TEKS BACAAN:
=====
Oleh Catherine Putz
Secara teknis, kebebasan beragama diabadikan dalam konstitusi Tajikistan. Namun dalam kenyataannya, praktek-beragama setidaknya bagi kaum Muslim di negara dengan mayoritas kaum Muslim itu dikontrol ketat oleh negara. Dalam beberapa bulan terakhir, Tajikistan telah mengeraskan cengkeramannya atas praktek-praktek beragama Islam dimana Presiden Tajikistan berkomentar tentang cara berpakaian yang tepat, dan terdapat laporan yang memaksa dicukurnya jenggot, dan peraturan baru tentang siapa saja yang boleh naik haji.
Hingga pemilihan anggota parlemen bulan lalu, Tajikistan adalah satu-satunya negara di Asia Tengah di mana Islam politik memiliki perwakilan. Partai Kebangkitan Islam Tajikistan (IRPT) secara luas disebut-sebut sebagai satu-satunya partai agama yang terdaftar secara hukum di wilayah tersebut. Sementara memang benar, bahwa dalam pemilu di bulan Maret (yang dilakukan dengan kecurangan) IRPT mengalami kekalahan, dan untuk pertama kalinya sejak disahkan menyusul terjadinya perang saudara partai itu akan keluar sepenuhnya dari pemerintah. Yang lebih menambah keburukan, lembaga-lembaga agama resmi di negara itu telah meminta pemerintah agar melarang IRPT, dan sebagian orang bahkan menyarankan agar mencapnya sebagai organisasi teroris.
Kuatnya cengkeraman dari negara terhadap Islam melampaui bidang politik. Komite Negara Urusan Agama (CRA) bertanggung jawab untuk mengawasi dan menerapkan UU yang berkaitan dengan agama-termasuk pendaftaran kelompok-kelompok agama, peraturan untuk mengimpor materi-materi agama, dan pengawasan terhadap masjid dan gereja. Dewan Ulama memberikan panduan kepada komunitas Muslim Tajik dan sementara masih independen, untuk menampilkan versi Islam yang disetujui negara.
Ada undang-undang tentang buku-buku yang melarang siswa perempuan mengenakan hijab, melarang mereka yang usianya di bawah 18 tahun untuk ikut dalam kegiatan keagamaan yang diperuntukan untuk umum, kecuali menghadiri pemakaman, yang juga diatur. Menurut Laporan Kebebasan Beragama Internasional yang dikeluarkan oleh Departemen Luar Negeri Amerika tahun 2013 :
UU mengatur perayaan oleh individu dan upacara pemakaman, termasuk pernikahan dan Mavludi Payghambar (Maulid Nabi Muhammad SAW). UU membatasi jumlah tamu yang hadir, meniadakan pesta pertunangan, dan mengatur pemberian hadiah pada upacara dan ritual lainnya. UU mengenai agama menegaskan prinsip-prinsip ini, dengan perintah bahwa “ibadah yang dilakukan secara massal, tradisi keagamaan, dan upacara harus dilakukan sesuai dengan prosedur untuk mengadakan pertemuan, demonstrasi, unjuk rasa, dan prosesi damai yang ditentukan oleh undang-undang.”
=====
CUPLIKAN DATA:

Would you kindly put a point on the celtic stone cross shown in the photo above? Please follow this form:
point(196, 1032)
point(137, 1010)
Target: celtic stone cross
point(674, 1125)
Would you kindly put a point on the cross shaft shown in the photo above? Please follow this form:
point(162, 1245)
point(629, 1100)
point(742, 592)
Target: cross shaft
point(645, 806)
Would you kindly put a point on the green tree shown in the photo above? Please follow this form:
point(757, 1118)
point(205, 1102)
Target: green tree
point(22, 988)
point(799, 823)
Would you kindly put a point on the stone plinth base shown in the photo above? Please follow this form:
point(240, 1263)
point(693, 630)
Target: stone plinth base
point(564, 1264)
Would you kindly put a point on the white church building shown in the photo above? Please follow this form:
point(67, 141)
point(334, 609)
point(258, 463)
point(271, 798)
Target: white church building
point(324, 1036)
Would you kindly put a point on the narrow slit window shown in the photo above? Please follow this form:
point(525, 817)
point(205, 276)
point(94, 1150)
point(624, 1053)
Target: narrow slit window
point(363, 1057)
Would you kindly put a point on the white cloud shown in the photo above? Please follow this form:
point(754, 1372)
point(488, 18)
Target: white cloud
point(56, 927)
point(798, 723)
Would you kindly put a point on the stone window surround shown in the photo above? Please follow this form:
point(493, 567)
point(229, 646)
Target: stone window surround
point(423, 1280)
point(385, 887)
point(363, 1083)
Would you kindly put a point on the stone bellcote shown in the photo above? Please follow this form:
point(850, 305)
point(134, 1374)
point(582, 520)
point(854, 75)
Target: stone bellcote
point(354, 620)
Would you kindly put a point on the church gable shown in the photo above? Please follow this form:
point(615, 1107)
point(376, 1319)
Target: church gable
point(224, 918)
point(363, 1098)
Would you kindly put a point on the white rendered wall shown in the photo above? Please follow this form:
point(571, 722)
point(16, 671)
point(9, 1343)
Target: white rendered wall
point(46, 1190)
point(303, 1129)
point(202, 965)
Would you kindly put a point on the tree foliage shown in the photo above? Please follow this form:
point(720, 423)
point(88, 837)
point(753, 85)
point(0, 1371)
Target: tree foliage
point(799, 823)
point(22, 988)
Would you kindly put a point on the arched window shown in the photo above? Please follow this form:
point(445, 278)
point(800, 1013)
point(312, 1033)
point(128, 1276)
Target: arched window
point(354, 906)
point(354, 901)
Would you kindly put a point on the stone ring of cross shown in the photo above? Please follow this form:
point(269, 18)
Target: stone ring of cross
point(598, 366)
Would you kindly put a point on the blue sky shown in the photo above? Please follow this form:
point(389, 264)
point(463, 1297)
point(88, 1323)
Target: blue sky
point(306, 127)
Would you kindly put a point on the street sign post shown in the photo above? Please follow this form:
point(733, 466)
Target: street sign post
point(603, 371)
=====
YANG HARUS DIKERJAKAN:
a) Tuliskan ulang tanpa perubahan bagian teks tentang Tajikistan, mulai dari "Hingga pemilihan anggota" sampai dengan "sebagai organisasi teroris.".
b) Sebutkan semua lembaga atau organisasi yang disebut dengan namanya dalam teks tentang Tajikistan.

JAWABAN PER TUGAS:
a)
Hingga pemilihan anggota parlemen bulan lalu, Tajikistan adalah satu-satunya negara di Asia Tengah di mana Islam politik memiliki perwakilan. Partai Kebangkitan Islam Tajikistan (IRPT) secara luas disebut-sebut sebagai satu-satunya partai agama yang terdaftar secara hukum di wilayah tersebut. Sementara memang benar, bahwa dalam pemilu di bulan Maret (yang dilakukan dengan kecurangan) IRPT mengalami kekalahan, dan untuk pertama kalinya sejak disahkan menyusul terjadinya perang saudara partai itu akan keluar sepenuhnya dari pemerintah. Yang lebih menambah keburukan, lembaga-lembaga agama resmi di negara itu telah meminta pemerintah agar melarang IRPT, dan sebagian orang bahkan menyarankan agar mencapnya sebagai organisasi teroris.

b)
- Partai Kebangkitan Islam Tajikistan (IRPT)
- Komite Negara Urusan Agama (CRA)
- Dewan Ulama
- Departemen Luar Negeri Amerika